(Beginning of Data to process)

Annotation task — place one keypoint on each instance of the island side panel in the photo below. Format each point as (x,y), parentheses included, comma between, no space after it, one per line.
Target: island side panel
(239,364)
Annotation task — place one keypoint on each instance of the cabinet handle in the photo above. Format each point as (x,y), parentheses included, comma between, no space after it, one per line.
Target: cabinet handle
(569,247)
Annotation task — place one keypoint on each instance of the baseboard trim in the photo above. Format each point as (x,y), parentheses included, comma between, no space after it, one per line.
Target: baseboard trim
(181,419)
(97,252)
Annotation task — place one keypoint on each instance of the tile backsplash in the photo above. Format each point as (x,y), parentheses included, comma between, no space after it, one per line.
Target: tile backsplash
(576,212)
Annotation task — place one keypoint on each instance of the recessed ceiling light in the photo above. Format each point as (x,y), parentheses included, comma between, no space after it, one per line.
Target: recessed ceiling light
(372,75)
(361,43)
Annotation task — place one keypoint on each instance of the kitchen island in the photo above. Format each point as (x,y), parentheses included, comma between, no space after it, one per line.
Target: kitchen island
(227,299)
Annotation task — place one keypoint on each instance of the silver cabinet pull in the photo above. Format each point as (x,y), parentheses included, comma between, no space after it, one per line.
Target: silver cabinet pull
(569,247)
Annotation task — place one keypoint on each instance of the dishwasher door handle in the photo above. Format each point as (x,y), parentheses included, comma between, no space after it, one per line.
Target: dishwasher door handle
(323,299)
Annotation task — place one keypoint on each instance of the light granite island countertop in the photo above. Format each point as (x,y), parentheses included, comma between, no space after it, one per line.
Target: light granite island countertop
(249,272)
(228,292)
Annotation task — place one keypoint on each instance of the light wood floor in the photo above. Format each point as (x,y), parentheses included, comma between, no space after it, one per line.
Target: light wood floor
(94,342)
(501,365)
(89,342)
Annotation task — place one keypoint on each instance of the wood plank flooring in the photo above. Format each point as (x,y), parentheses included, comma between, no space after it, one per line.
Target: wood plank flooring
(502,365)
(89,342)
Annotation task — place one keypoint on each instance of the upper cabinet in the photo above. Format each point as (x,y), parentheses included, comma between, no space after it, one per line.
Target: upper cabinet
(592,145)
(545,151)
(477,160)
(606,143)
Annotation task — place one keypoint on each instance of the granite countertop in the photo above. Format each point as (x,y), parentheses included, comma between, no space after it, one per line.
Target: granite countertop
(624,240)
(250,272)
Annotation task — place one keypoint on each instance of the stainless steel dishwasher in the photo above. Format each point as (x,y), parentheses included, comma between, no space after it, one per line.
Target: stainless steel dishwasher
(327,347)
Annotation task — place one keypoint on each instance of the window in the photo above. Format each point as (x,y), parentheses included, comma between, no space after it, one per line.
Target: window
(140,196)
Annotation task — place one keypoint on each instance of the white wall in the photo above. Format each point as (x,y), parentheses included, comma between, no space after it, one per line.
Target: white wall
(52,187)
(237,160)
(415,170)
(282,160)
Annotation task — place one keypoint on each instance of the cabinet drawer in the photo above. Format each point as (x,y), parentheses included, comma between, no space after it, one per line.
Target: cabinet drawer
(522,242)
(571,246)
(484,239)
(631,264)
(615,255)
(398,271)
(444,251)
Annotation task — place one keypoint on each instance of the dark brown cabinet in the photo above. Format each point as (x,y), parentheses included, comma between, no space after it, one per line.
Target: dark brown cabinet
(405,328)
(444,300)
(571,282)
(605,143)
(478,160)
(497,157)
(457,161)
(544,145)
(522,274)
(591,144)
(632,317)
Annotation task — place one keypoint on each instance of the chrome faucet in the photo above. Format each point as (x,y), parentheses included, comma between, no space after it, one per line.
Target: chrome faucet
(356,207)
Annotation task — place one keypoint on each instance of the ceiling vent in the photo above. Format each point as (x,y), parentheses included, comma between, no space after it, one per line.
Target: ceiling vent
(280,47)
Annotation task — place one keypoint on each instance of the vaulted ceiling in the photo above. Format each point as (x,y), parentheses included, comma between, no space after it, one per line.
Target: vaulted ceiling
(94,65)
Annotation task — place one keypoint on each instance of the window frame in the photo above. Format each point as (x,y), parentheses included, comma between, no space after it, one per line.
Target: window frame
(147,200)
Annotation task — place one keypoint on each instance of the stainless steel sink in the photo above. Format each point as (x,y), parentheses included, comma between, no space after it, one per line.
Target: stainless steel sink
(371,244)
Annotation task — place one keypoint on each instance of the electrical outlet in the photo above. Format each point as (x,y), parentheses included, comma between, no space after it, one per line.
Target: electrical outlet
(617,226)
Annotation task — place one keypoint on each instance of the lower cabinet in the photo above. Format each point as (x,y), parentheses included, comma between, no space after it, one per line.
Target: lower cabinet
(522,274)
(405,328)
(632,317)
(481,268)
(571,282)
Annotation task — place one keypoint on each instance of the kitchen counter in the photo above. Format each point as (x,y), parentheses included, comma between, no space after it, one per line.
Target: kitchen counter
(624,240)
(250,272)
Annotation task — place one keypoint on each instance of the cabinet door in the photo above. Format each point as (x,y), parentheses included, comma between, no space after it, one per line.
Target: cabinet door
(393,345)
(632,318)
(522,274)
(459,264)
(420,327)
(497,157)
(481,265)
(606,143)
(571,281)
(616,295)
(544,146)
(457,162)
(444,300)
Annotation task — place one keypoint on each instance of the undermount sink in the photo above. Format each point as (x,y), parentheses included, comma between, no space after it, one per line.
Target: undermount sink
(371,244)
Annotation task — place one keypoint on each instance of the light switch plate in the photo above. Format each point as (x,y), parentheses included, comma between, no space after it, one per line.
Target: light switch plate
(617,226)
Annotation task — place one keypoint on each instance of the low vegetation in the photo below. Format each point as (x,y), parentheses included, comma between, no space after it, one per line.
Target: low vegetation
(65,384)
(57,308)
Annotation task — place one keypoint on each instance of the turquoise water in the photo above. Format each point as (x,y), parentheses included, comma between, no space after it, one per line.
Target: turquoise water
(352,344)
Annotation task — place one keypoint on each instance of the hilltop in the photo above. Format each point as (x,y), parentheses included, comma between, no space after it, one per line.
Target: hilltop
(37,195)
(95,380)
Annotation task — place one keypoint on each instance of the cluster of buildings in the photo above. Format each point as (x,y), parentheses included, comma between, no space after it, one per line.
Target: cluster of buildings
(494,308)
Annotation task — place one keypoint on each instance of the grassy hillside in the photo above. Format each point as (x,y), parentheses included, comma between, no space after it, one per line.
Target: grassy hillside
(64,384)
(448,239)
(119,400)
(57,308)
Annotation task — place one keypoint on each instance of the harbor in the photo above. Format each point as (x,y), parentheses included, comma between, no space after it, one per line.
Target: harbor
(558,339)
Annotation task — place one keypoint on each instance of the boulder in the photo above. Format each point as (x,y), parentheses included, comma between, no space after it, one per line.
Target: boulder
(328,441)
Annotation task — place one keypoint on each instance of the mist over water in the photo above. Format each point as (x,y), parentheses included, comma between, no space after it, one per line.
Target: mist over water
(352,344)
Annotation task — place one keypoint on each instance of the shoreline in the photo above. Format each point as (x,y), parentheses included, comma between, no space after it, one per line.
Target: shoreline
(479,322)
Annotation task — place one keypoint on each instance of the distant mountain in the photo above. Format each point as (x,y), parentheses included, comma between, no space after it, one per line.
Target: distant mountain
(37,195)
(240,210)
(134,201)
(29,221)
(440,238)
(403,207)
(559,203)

(End of Data to process)

• _Task description_:
An exact copy of the lines above, from the one containing "Target: kitchen island" down to the one containing "of the silver" and including both, is the whole answer; retype it and nothing else.

• _Response_:
Target: kitchen island
(227,299)
Annotation task — place one keypoint on each instance of the silver cabinet pull in the photo above. Format each point as (x,y), parentheses included, comma between, no space after it, one per line.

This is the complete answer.